§ Provided passage
Today’s haiku is taken from the article, I spent the day eating like Nigella Lawson – and lived to tell the tale where the writer, Ann Ding, describes trying to eat at the places named by someone named Nigella Lawson eats at when Ms. Lawson visits Australia.

I have never heard of Nigella Lawson.

Apparently she is a Martha Stewart type in Britain but has managed, during a long career, to fly under my radar.

Regardless, she eats great food made at great restaurants.

Though, as Ms. Ding points out, that a high end Sydney restaurant named, Bondi, “… an institution for beautiful people. I think this may be because – while the food is delicious and looks sexy – Icebergs occupies that juncture of “modern Australian dining” which mostly just means “Italian”, and I don’t really need to go to Bondi for that.

Ms. Ding is a food writer and like art and music writers, they get to use the best word and word combinations in painting word pictures.

They also get to build in a sense of the tactile sense of taste which is really great work to have if you can get it.

Ms. Ding writes of “… a piece of lemon, almond and ricotta cake.

As we lounge at the edge of the botanic garden, I take a bite of the cake – the lemon curd and whipped cream is like eating a mouthful of the afternoon winter sun.

And I like that.

I like that a lot.

… the lemon curd and whipped cream is like eating a mouthful of the afternoon winter sun.

Not sure I would go to Australia to get a piece.

But I will think about it.

And I will think about word pictures the next time I am eating.

6.18.2023 – blessed is the man

blessed is the man
whose quiver is full – they will
not be put to shame

Like arrows in the hands of a warrior are children born in one’s youth.

Blessed is the man whose quiver is full of them.

They will not be put to shame when they contend with their opponents in court.

Psalms 127:3-5 New International Version (NIV)

6.17.2023 – weary sun hath made

weary sun hath made
a golden set gives token
goodly tomorrow.

The weary sun hath made a golden set
And by the bright tract of his fiery car
Gives token of a goodly day to-morrow.

Richard III: Act 5, Scene 4 by Big Bill

Drat that green spot caused by smart phone camera.

Seems that if my smart phone was so smart that green dot wouldn’t show up.

One blogger wrote: Many iPhone users see a green dot on their pictures. Although it is of negligible size yet it looks bad.

This issue is a real concern for photography lovers. They toil a lot to capture a perfect shot or selfie. But, the green dot spoils both their mood and the picture.

SO much for being so smart.

Let us focus on the words and hope for a googly tomorrow.

weary sun hath made
a golden set gives token
goodly tomorrow.

§ Task brief
Write the next part of the haiku blog post above, picking up after its last line.

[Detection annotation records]
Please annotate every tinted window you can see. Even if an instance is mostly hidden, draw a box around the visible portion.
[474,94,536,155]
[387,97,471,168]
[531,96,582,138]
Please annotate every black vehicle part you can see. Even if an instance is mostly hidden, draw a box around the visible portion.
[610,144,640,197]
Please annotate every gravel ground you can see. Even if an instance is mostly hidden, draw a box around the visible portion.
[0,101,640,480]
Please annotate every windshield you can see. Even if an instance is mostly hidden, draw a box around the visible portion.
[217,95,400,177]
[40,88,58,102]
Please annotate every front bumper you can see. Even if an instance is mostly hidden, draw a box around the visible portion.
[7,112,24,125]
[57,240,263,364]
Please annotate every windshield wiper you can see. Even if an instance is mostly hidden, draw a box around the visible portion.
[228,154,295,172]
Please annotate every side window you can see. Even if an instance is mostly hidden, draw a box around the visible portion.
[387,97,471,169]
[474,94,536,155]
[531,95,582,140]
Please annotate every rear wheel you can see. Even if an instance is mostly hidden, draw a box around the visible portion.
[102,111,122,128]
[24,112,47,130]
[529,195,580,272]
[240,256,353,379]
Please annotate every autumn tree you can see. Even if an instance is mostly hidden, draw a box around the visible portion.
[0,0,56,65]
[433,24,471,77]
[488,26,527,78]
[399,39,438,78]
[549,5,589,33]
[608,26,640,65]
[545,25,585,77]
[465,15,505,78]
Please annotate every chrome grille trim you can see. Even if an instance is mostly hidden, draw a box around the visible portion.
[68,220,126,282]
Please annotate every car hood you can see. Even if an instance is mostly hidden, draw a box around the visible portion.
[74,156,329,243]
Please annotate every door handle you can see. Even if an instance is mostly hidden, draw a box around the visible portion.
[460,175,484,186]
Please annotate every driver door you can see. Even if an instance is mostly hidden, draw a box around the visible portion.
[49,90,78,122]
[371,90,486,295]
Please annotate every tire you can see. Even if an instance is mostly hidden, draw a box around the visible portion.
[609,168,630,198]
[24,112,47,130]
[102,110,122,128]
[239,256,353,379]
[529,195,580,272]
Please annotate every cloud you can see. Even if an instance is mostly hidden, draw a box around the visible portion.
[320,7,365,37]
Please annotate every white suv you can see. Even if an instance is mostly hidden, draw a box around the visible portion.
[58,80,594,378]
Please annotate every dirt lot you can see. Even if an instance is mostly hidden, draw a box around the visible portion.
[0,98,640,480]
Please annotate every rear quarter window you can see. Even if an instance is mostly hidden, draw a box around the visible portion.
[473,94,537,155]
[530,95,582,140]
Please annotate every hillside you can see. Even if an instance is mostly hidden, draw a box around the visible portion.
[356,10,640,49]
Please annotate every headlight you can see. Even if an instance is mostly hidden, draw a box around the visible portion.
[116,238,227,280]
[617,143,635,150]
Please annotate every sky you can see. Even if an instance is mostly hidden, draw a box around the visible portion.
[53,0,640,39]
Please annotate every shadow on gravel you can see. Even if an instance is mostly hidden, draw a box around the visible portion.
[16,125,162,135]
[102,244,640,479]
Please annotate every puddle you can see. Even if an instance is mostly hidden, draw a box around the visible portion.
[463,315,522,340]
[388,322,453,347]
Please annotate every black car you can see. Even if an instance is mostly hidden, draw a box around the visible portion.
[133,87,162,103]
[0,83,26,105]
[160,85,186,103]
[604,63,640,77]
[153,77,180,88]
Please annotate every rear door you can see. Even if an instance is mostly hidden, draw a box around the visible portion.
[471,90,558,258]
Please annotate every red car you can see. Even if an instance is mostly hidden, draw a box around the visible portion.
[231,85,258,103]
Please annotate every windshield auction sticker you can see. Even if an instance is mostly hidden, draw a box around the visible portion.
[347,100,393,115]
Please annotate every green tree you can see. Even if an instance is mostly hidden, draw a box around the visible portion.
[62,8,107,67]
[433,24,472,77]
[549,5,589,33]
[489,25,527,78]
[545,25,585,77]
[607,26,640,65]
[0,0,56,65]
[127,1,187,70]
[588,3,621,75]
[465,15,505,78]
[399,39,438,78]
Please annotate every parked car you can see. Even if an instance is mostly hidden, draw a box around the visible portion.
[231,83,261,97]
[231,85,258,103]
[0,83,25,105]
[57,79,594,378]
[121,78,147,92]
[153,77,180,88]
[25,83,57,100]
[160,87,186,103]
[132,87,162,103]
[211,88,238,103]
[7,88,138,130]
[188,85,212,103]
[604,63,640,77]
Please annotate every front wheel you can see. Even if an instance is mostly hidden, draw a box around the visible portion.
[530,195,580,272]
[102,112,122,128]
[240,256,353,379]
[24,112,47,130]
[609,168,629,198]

§ Task output
6.16.2023 – exciting drama

exciting drama
contribution lies in fabling
that it inspired

The significance of the Pony Express is not as apparent as its execution is memorable. The value of what happened during those eighteen months has transgressed the tangible effects carried in the padlocked saddle bags. The Pony Express as a cultural symbol has enjoyed a lot of traction over the years, and among the many artists, authors, journalists, and historians to depict and describe it, few have been able to resist romanticizing it. The apocryphal horseman has galloped off into the sunset so many times that exaggeration has adulterated fact. One exception is the 1930 book Six Horses, written by Captain William Banning and George Hugh Banning. William’s father was a transportation tycoon in California in the late 1800s. The book covers communication, freighting, and passenger conveyance in the West in the nineteenth century. Its title refers to a team of horses drawing a stagecoach. Banning dedicates two chapters to the Pony Express, and his observations are telling:

It did not involve more than 150 round trips. It did not cover a full nineteen months. Like a belated fragment of a storm, it came and was gone. Yet the fact remains: a more glamorous contribution to our historic West than that of this ephemeral Pony would be difficult to name.37

Banning refers to the Pony Express as an “immortal Pegasus” that was “able to identify himself with the new empire as permanently as though he had come racing up from the gold rush to the last spike driven for the Pacific Railroad.” History has lauded the Pony Express as a bold stroke of transcontinental progress, but Banning argues that the Pony Express “neither caused nor hastened the developments that followed his trail” and that “had he never existed, all must have been the same.” It was an exciting drama while it lasted, but it was little more than a drama. Its contribution to our historic West, therefore, lies in the fabling that it inspired:

From The Last Ride of the Pony Express: My 2,000-mile Horseback Journey into the Old West by Will Grant, Little, Brown and Company (June 6, 2023).

Seeming as American as any American enterprise could ever get.

According to legend, the help wanted notice read:

Wanted:

Young, skinny, wiry fellows, not over 18.

Must be expert riders, willing to risk death daily.

Orphans preferred.

It should be pointed out that the Pony Express ran from April 3, 1860, to October 26, 1861.

October 26, 1861 was the day the transcontinental telegraph went into service.

It cost more money than it made.

It didn’t last longer than technology.

But it has a permaemnt place in the history of this country.

A place based on fable than fact.

But who cares.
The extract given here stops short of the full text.